*What you need to do*
In the article below on brand messaging during Covid-19, condense the paragraph beginning "This is the most important email" into a short bulleted list that keeps its main facts.
(Reading passage)
Many brands are unsure what to do during the Covid-19 crisis. In the span of two weeks, their campaigns, messaging, and strategy became irrelevant. They don’t want to be silent, yet they equally don’t want to appear insensitive.
As Tom Fishburne of Marketoonist points out, “Brands are judged less by how they operate when things go right, than by how they handle situations when things go wrong.”
This makes intuitive sense: Ten good marketing campaigns can be erased by one tone-deaf campaign. Applied to a global crisis, where emotions are already running high, people will remember communications from brands that rubbed them the wrong way—and that impression sticks.
The inverse is also true.
A communication campaign that strikes the right chords will stick in people’s minds long after the Covid-19 crisis fades into history.
Communicate Your Service Changes
This is the most important email. Here you will communicate specific details about changes to your business: new hours, remote working, best ways to get in contact, etc. Many companies are also choosing to inform their clients about any changes to their staff’s salary and work hours.
HubSpot created a landing page and sent out an email communicating exactly which changes they were making to adapt to Covid-19.
In the post they address pain points for their clients. They know some will be looking to reduce their costs, will be wondering how to contact HubSpot support for any issues, and want to know that the HubSpot staff are being treated fairly.
After reading their write-up, clients know that:
- HubSpot is making their platform more affordable.
- HubSpot support is functioning as normal.
- Their staff are fully remote and all travel is suspended.
Sending out a similar email is straightforward. All you need to do is:
- Assemble a document that lists the changes that have been made to your business in the wake of Covid-19.
- Break it up into sections (ie. service changes, workplace changes, best ways to contact, etc.).
- Send the email to your clients and prospective clients.
Send a Personal Message to Clients
Many of our inboxes have been filled with communications from CEOs and other executives about how they’re encouraging their community to band together and overcome this challenge. This is a great email to send to clients. Because they already have a personal relationship with your business, the message comes across sincerely.
(End Reading passage)
(Extracted information)
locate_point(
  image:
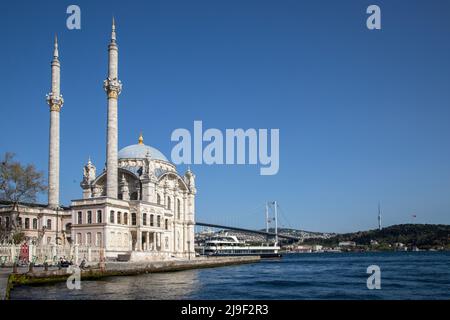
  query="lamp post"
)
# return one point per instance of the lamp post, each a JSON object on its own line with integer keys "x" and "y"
{"x": 57, "y": 222}
{"x": 189, "y": 250}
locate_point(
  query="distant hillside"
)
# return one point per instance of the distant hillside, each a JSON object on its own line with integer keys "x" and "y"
{"x": 420, "y": 235}
{"x": 302, "y": 234}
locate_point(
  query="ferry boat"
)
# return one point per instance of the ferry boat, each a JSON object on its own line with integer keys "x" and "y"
{"x": 225, "y": 245}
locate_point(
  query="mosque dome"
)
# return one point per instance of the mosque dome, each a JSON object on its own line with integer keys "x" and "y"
(End Extracted information)
*Result of the exercise*
- This is the most important email.
- It gives specific details of changes to the business, such as new hours, remote working and the best ways to get in contact.
- Many companies also use it to tell clients about changes to staff salary and work hours.